Start of Extracted data
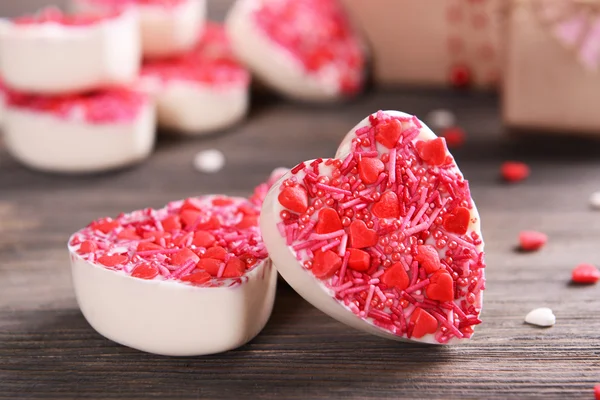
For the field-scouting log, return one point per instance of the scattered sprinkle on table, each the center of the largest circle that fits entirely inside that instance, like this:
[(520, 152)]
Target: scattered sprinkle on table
[(595, 200), (209, 161), (532, 240), (514, 171), (585, 274), (542, 316)]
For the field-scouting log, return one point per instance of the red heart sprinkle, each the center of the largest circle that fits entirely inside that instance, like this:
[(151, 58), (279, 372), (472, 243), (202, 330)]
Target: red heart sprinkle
[(111, 261), (128, 234), (189, 204), (144, 271), (189, 217), (441, 286), (388, 133), (247, 222), (197, 277), (325, 264), (387, 206), (428, 257), (171, 223), (210, 225), (294, 199), (210, 265), (395, 276), (586, 274), (234, 268), (424, 323), (514, 171), (183, 256), (455, 136), (359, 260), (87, 247), (457, 221), (361, 236), (329, 221), (156, 235), (203, 239), (369, 169), (532, 240), (217, 253), (433, 151), (148, 246)]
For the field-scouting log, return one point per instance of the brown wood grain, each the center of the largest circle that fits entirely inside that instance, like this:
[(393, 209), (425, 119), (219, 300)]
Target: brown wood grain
[(47, 350)]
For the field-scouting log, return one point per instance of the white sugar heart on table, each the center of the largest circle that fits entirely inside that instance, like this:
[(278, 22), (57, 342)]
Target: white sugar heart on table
[(542, 316), (385, 237)]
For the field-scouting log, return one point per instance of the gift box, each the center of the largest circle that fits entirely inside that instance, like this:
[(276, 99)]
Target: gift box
[(551, 79), (431, 42)]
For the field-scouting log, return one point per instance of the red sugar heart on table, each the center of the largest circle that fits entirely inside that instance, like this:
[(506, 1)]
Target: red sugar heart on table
[(585, 274), (385, 237)]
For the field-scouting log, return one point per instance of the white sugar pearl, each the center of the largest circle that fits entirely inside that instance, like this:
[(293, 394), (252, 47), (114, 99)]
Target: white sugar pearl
[(595, 200), (209, 161), (441, 119), (542, 316)]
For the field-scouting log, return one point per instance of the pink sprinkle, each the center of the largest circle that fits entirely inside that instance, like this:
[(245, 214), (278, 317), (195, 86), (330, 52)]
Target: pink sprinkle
[(360, 206), (369, 298), (318, 245), (344, 266), (363, 131), (406, 220), (289, 235), (331, 245), (184, 269), (392, 165), (380, 294), (416, 121), (448, 325), (347, 160), (356, 289), (418, 286), (410, 134), (164, 271), (304, 245), (367, 153), (410, 175), (281, 229), (307, 229), (160, 251), (343, 244), (378, 273), (416, 229), (327, 236), (420, 213), (332, 189), (414, 272), (221, 270)]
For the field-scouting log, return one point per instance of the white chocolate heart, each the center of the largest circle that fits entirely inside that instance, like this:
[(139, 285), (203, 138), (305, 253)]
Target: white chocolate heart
[(368, 276)]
End of Extracted data
■ Task instructions ■
Transcribe each entry above character for character, omitting pictures.

■ Answer to this problem ■
For the field-scouting log, return one point per instance of the scattered sprinkle on table, each the center of the largest circle that fits entirely inside that instance, like this:
[(520, 152)]
Target: scattered sprinkle on table
[(595, 200), (209, 161), (532, 240), (514, 171), (585, 274), (542, 316)]
For the field-scouting log, return one point per instance of the red heart sprinkle, each the center of the largest circle that fits entirely inside that instance, like this:
[(151, 58), (279, 372), (472, 243), (202, 330)]
Target: red heart sprinkle
[(111, 261), (128, 234), (189, 204), (144, 271), (189, 217), (441, 286), (388, 133), (247, 222), (197, 277), (325, 264), (387, 206), (428, 257), (171, 223), (210, 225), (294, 199), (210, 265), (395, 276), (586, 274), (234, 268), (424, 323), (514, 171), (183, 256), (455, 136), (359, 260), (87, 247), (457, 221), (361, 236), (329, 221), (156, 235), (203, 239), (369, 169), (532, 240), (217, 253), (433, 151), (148, 246)]
For the field-scouting log, return one point per instance of the brown wood grain, each the center of the largest circle that fits entirely inside that instance, like this:
[(393, 209), (425, 119), (219, 300)]
Target: brown wood grain
[(47, 350)]
For the field-scouting log, return one point per instance of the white sugar heart on table, each the center of the largest circle that fits entirely inside that instance, like this:
[(278, 22), (57, 342)]
Target: white sugar heart on table
[(542, 316), (385, 237)]
For the field-scouting log, return one point per instance of the gift box, each the center of the largest circle that fits entirely inside that instance, like this:
[(276, 99)]
Target: gift box
[(551, 79), (431, 42)]
For the field-scouting log, return one point per instance of the red sugar heart on table, each the center of the largest circle that fits entirely inside that instance, like this:
[(506, 1)]
Target: red sugar heart on table
[(585, 274), (385, 237)]
For the field-scouting log, return one point per instance of the white sugar pearl, each the center of the largest circle that fits entirely inside that instance, like this:
[(293, 394), (252, 47), (114, 99)]
Target: white sugar pearl
[(595, 200), (209, 161), (441, 119), (542, 316)]
For the field-scouting log, return one point per instance of the pink sprinkle, each the center of the largest circle that fits entirely inside that instance, like this:
[(245, 214), (278, 317), (195, 86), (330, 52)]
Target: pink sprinkle
[(360, 206), (369, 298), (318, 245), (344, 266), (363, 131), (406, 220), (289, 235), (331, 245), (184, 269), (392, 165), (380, 294), (416, 121), (448, 325), (347, 160), (356, 289), (418, 286), (410, 134), (164, 271), (304, 245), (367, 153), (410, 175), (281, 229), (307, 229), (160, 251), (343, 244), (378, 273), (416, 229), (327, 236), (420, 213), (332, 189), (414, 272), (221, 270)]
For the field-scouting log, return one point per instance of the white chocolate heart, each the center of the largest circle that fits entirely inside that instance, like this:
[(139, 285), (203, 138), (305, 253)]
Target: white chocolate heart
[(368, 276)]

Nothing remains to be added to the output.